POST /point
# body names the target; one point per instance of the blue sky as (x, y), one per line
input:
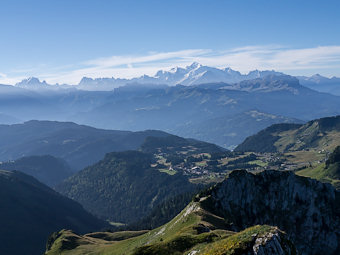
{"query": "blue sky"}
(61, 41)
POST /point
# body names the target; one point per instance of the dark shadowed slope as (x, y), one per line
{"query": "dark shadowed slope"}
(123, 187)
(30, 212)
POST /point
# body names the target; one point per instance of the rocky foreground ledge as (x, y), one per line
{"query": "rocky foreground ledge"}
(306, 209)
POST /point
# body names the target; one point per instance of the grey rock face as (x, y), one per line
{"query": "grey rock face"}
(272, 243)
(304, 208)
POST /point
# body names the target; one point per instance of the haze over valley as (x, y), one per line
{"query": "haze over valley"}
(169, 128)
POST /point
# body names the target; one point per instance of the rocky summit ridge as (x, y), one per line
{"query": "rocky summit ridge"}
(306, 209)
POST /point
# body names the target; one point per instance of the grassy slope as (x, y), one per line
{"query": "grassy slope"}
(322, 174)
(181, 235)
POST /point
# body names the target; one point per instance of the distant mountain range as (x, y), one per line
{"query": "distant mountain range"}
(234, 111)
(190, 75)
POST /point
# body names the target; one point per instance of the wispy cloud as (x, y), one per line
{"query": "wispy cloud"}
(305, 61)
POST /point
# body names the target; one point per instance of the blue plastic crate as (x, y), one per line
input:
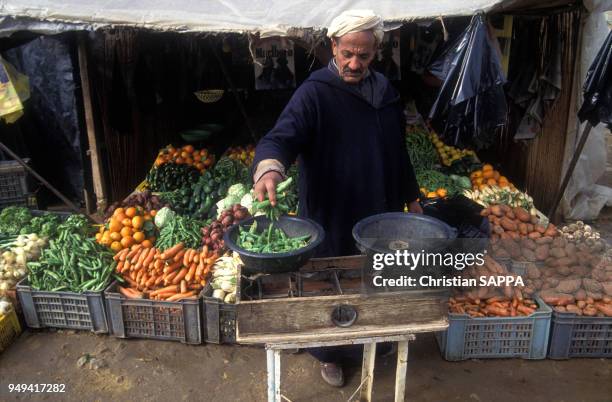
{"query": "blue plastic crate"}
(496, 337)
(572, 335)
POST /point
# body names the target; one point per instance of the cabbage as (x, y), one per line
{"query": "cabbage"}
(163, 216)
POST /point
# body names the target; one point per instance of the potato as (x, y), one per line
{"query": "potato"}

++++

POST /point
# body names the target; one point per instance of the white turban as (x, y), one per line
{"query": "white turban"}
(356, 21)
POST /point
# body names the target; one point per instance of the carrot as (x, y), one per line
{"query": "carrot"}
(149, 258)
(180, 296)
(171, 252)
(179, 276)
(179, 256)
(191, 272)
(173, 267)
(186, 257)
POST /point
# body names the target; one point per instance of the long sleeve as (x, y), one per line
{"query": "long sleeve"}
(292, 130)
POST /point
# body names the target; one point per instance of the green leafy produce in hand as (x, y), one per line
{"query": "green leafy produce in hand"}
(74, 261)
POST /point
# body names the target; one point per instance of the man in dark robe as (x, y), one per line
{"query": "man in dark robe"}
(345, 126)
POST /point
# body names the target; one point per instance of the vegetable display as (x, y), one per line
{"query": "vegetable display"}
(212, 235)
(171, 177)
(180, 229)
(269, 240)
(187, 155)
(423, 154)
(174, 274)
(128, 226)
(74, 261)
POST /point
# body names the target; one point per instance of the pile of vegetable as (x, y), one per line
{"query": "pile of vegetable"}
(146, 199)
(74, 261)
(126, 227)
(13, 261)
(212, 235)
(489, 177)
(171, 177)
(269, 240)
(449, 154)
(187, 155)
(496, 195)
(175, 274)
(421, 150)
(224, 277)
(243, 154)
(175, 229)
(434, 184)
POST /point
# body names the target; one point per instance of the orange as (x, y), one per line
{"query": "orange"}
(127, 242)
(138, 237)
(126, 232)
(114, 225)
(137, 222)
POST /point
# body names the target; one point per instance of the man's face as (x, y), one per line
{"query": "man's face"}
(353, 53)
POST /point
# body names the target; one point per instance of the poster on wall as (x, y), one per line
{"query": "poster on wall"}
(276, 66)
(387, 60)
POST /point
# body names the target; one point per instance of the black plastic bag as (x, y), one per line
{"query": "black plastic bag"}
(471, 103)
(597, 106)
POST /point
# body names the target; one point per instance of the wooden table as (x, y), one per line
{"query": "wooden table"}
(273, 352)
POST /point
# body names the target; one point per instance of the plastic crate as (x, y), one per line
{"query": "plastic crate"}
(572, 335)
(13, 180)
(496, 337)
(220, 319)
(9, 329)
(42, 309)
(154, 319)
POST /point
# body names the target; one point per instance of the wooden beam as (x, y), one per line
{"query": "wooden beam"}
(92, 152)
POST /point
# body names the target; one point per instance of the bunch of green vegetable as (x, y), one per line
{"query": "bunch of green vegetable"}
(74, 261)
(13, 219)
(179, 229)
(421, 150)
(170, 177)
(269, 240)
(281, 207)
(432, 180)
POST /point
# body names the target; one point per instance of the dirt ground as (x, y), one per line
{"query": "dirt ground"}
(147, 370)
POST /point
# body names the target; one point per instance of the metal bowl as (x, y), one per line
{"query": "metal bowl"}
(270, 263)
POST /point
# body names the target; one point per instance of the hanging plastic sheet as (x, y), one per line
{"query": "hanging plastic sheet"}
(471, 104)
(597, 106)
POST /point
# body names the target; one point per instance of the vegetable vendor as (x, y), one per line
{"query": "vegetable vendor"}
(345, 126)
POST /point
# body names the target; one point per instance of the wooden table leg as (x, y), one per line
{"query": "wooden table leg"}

++++

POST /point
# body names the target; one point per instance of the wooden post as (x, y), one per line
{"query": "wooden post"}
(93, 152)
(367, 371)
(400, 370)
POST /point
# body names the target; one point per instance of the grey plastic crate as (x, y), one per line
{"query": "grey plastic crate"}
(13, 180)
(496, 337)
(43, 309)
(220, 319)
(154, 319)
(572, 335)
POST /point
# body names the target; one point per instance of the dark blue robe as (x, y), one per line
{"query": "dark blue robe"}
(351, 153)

++++

→ **PROBLEM REQUIREMENTS**:
Count the lines in the items above that contain the string "wall", and give only the number.

→ **FINISHED EXERCISE**:
2